- Reading text
Posted by David Shows on April 10,2013 | 11:03 PM
i love the titanic but did you know there were watertight doors.
Posted by dylan on April 5,2013 | 09:43 PM
Great pictures. One problem. In one of the pictures, the author of this article referred to Titanic as a cruise liner. For your information, Titanic was NOT a cruise liner. There is a difference between a cruise ship and an ocean liner.
Posted by Mike on August 29,2012 | 12:36 PM
Super interesting and real the Titanic*s story!!!
Posted by Maria Torres on July 26,2012 | 03:12 AM
Several years ago, a Canadian newspaper columnist noted another strange twist associated with the disaster: the sudden popularity of a Halifax grave bearing the name Jack Dawes, which coincides with that of the Cameron movie's hero. Apparently, he worked in the engine room and had nothing but his name in common with Leonardo di Caprio's rakish swain, but this did not stop processions of teenage girls dropping flowers, emotional notes and yes, lingerie beside the grave. It makes you wonder how much else in what we call history is really just some of us clinging to our myths. Regardless, thank you for a fine article.
Posted by R. Pritchard on April 29,2012 | 10:40 AM
I am a scriber until 2017. The above article I truly enjoyed. Printed this out for my pastor to read. If there is a charge for this you have my address. Thank you so much for your magazine, I learn so much from them. I am 81 years old and don't travel much anymore. The e-mail is my office address - I work at my church part-time. Thank you again. Patricia
Posted by Patricia Niedentohl on April 11,2012 | 08:53 AM
This was a very well written, interesting article, but I'm not sure it was titled appropriately. It never answers the question about WHY the Titanic fascinates us. It should have been titled The Titanic Still Fascinates Us.

- What you are asked to do
In the Titanic reader comments, what name was on the Halifax grave where teenage girls left flowers? The lines after this point come from a different source.

- Source excerpt
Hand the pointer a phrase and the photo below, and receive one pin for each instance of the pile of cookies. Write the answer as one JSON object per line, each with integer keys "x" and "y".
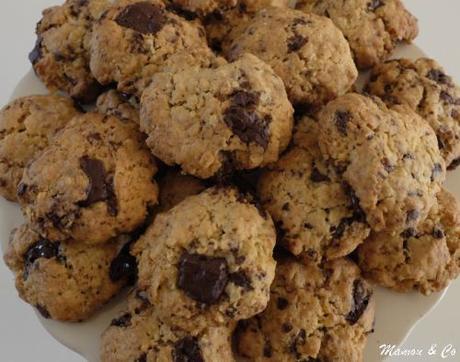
{"x": 216, "y": 157}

- Result for this task
Jack Dawes